* OPDRACHTEN:
[a] Welke wetenschappelijke vakgebieden worden in de tekst over meten in de psychologie als voorbeeld genoemd? Noem ze allemaal.
[b] Schrijf uit de tekst over meten in de psychologie letterlijk over wat loopt van "Als men trouwens" tot en met "in grote steekproeven.".

* LEESTEKST:

Het probleem om gestandaardiseerd te meten in de psychologie ligt hierin dat elke meting onvermijdelijk voor een groot stuk een resultante is van een enorm complex betekenisverlenend proces. Het vragenlijstitem ‹Voelt u zich vaak afhankelijk in relaties?›, meet niet zomaar of de proefpersoon zich afhankelijk voelt in relaties, maar meet het gehele fenomeen van het verlenen van betekenis aan dat item, waarin niet alleen dat item zélf, maar ook de totaliteit van de context waarin de meting gebeurt en de totale complexiteit van het psychisme van de proefpersoon betrokken is. In systeemtheoretische termen luidt het dat het psychisme een complex en dynamisch systeem is, en dat men dergelijke systemen niet zinvol tot geïsoleerde, unidimensionele onderdelen kan herleiden. En wat men niet tot unidimensionele onderdelen kan herleiden, dat laat zich ook niet meten, want meten is altijd het plaatsen van een object naast de unidimensionele reeks van de natuurlijke getallen. De meeste psychische kenmerken — ik zeg wel ‹de meeste›, niet alle, er is een klein aantal uitzonderingen op die regel — zijn hoogstwaarschijnlijk dus fundamenteel onmeetbaar.
Als men trouwens kijkt naar de rol die meten gespeeld heeft in de meeste andere wetenschappen, dan valt het nog meer op hoe twijfelachtig de totale nadruk op meten in de psychologie is. In de meeste wetenschappelijke disciplines was nauwkeurige beschrijving aan de hand van woorden en grafische voorstellingen op zijn minst even belangrijk, en meestal belangrijker dan meten. Men kan zich voorstellen wat er van wetenschappelijke disciplines als bijvoorbeeld de anatomie, de fysiologie en de ethologie geworden zou zijn mocht men de neus opgehaald hebben voor het gedetailleerd met woorden en beelden beschrijven van individuele gevallen en men zou zich in de plaats beperkt hebben tot het gestandaardiseerd uitvoeren van metingen in grote steekproeven.
We kunnen ons op dit punt dan ook zeker de vraag stellen waarom de psychologie dan zo hardnekkig vasthoudt aan meten? De verklaring ligt waarschijnlijk gedeeltelijk in het volgende. Omdat het object van de psychologie geen materieel object is, stuit de psychologie bij de meeste mensen sowieso op de verdenking geen wetenschap te kúnnen zijn: ‹Wat niet tastbaar is, kan niet wetenschappelijk bestudeerd worden.› Dat wantrouwen probeert de psychologie van zich af te schudden door de magie van het cijfer. ‹Als we overvloedig van getallen gebruikmaken, dan zal men ons als wetenschap toch nog serieus nemen.› En zo dreigt de psychologie pas écht een pseudowetenschap te worden.

* VERZAMELDE GEGEVENS:

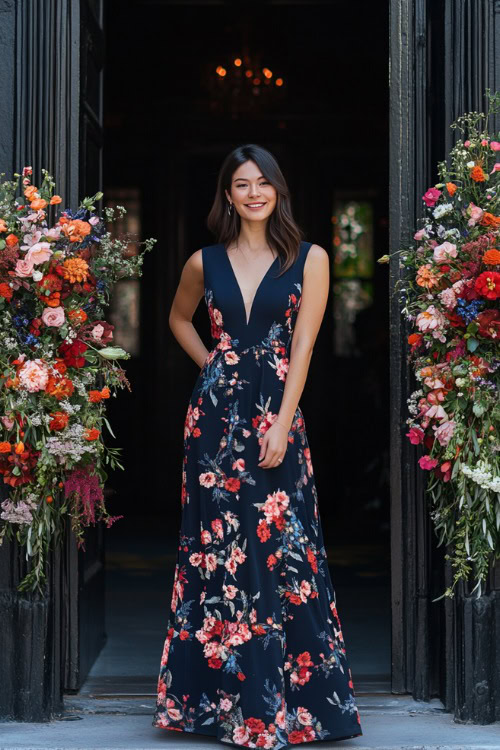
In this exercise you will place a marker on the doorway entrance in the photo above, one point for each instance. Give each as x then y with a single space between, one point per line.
185 83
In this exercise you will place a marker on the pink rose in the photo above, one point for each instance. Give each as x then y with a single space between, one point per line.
34 375
475 214
444 432
53 316
24 267
416 435
97 332
431 196
38 253
445 251
426 462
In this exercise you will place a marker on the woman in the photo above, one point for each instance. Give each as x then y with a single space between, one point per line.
254 652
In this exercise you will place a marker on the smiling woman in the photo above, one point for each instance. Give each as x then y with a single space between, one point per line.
254 652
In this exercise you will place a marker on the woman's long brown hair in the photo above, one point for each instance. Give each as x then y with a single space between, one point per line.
282 233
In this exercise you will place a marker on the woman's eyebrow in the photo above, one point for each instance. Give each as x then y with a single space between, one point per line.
245 179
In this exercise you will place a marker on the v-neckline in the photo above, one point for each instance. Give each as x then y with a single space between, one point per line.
247 321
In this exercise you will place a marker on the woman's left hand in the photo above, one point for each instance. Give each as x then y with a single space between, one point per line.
273 446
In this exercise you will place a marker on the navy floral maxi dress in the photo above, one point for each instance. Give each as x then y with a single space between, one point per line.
254 654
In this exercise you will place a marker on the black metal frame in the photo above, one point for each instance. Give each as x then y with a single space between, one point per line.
443 55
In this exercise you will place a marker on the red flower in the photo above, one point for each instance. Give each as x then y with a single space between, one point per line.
488 284
263 531
232 484
5 291
255 725
72 353
489 324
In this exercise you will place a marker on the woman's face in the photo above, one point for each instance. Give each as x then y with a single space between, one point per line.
254 198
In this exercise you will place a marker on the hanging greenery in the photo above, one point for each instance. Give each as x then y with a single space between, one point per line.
450 292
58 366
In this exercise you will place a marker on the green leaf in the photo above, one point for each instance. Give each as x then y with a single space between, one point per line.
108 426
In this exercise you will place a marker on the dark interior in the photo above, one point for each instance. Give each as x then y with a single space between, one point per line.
169 120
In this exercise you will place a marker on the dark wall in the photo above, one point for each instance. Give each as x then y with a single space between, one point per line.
167 132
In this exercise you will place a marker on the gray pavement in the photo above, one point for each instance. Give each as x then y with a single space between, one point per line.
388 722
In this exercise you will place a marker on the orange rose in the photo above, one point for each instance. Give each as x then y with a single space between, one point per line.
489 220
76 229
77 316
54 300
30 192
477 174
75 269
91 434
38 203
60 366
59 387
5 291
492 257
59 420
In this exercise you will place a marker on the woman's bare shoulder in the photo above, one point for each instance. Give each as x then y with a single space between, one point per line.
317 258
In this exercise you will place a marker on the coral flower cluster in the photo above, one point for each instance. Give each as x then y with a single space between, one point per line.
58 363
450 296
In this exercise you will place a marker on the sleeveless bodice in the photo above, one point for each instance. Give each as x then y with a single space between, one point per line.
274 309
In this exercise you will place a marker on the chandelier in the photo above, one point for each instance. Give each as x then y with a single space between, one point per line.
244 84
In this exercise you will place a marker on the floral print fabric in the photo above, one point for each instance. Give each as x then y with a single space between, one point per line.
254 653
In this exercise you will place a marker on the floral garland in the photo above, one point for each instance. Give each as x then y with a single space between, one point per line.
58 367
451 295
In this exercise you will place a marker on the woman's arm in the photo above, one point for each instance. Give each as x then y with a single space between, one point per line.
186 300
315 289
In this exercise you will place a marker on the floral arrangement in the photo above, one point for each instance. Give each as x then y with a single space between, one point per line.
58 365
451 294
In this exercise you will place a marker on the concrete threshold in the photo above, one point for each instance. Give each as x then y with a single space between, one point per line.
388 722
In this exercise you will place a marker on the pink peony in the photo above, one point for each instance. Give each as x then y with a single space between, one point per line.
426 462
430 319
445 251
38 253
53 316
24 268
475 214
431 196
33 375
416 435
444 432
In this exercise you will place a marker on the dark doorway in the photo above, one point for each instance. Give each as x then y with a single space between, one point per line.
169 119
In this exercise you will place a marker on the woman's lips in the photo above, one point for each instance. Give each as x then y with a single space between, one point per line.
255 206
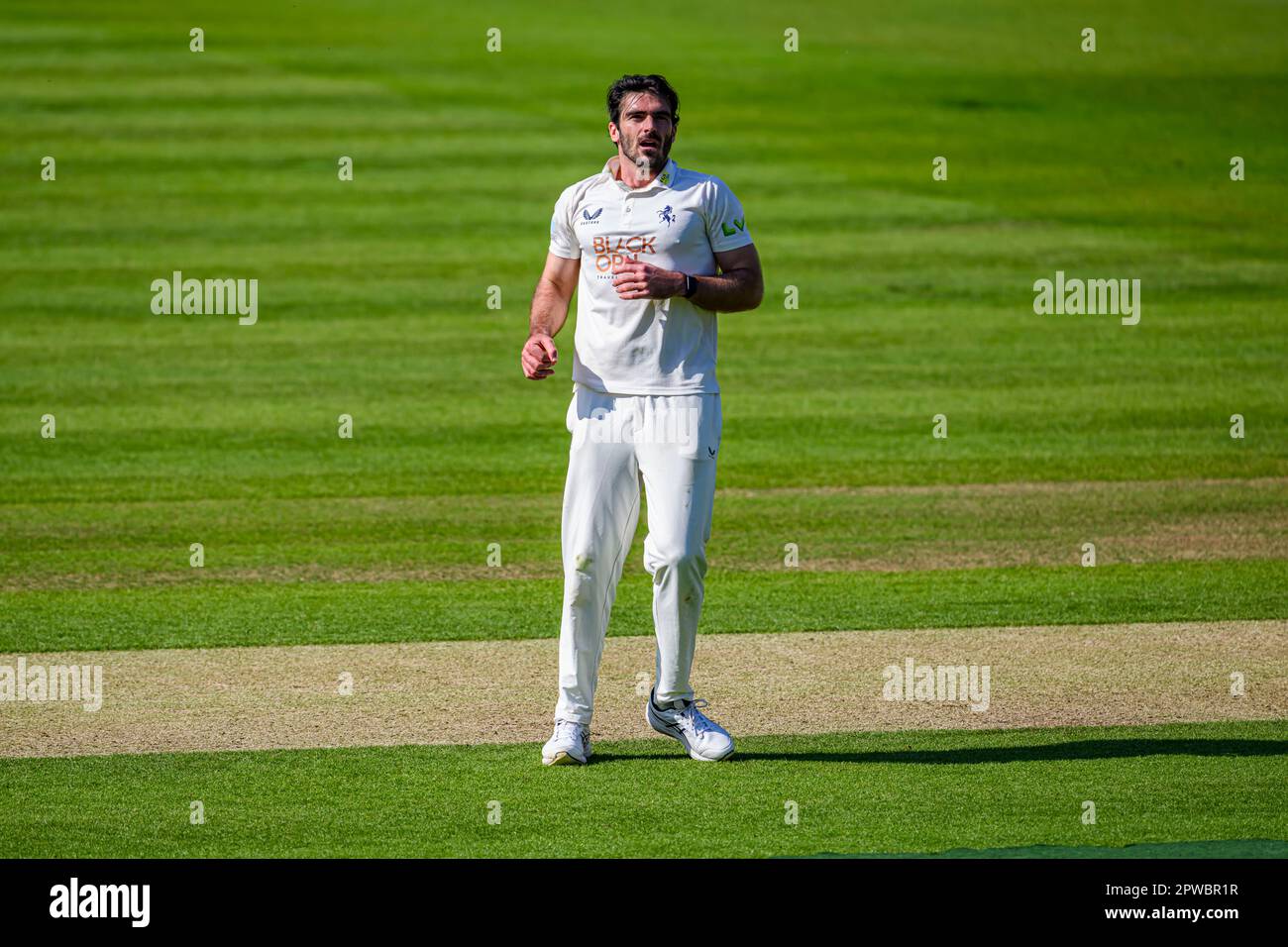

* ANTWOORDEN:
[a] De anatomie, de fysiologie en de ethologie.

[b]
Als men trouwens kijkt naar de rol die meten gespeeld heeft in de meeste andere wetenschappen, dan valt het nog meer op hoe twijfelachtig de totale nadruk op meten in de psychologie is. In de meeste wetenschappelijke disciplines was nauwkeurige beschrijving aan de hand van woorden en grafische voorstellingen op zijn minst even belangrijk, en meestal belangrijker dan meten. Men kan zich voorstellen wat er van wetenschappelijke disciplines als bijvoorbeeld de anatomie, de fysiologie en de ethologie geworden zou zijn mocht men de neus opgehaald hebben voor het gedetailleerd met woorden en beelden beschrijven van individuele gevallen en men zou zich in de plaats beperkt hebben tot het gestandaardiseerd uitvoeren van metingen in grote steekproeven.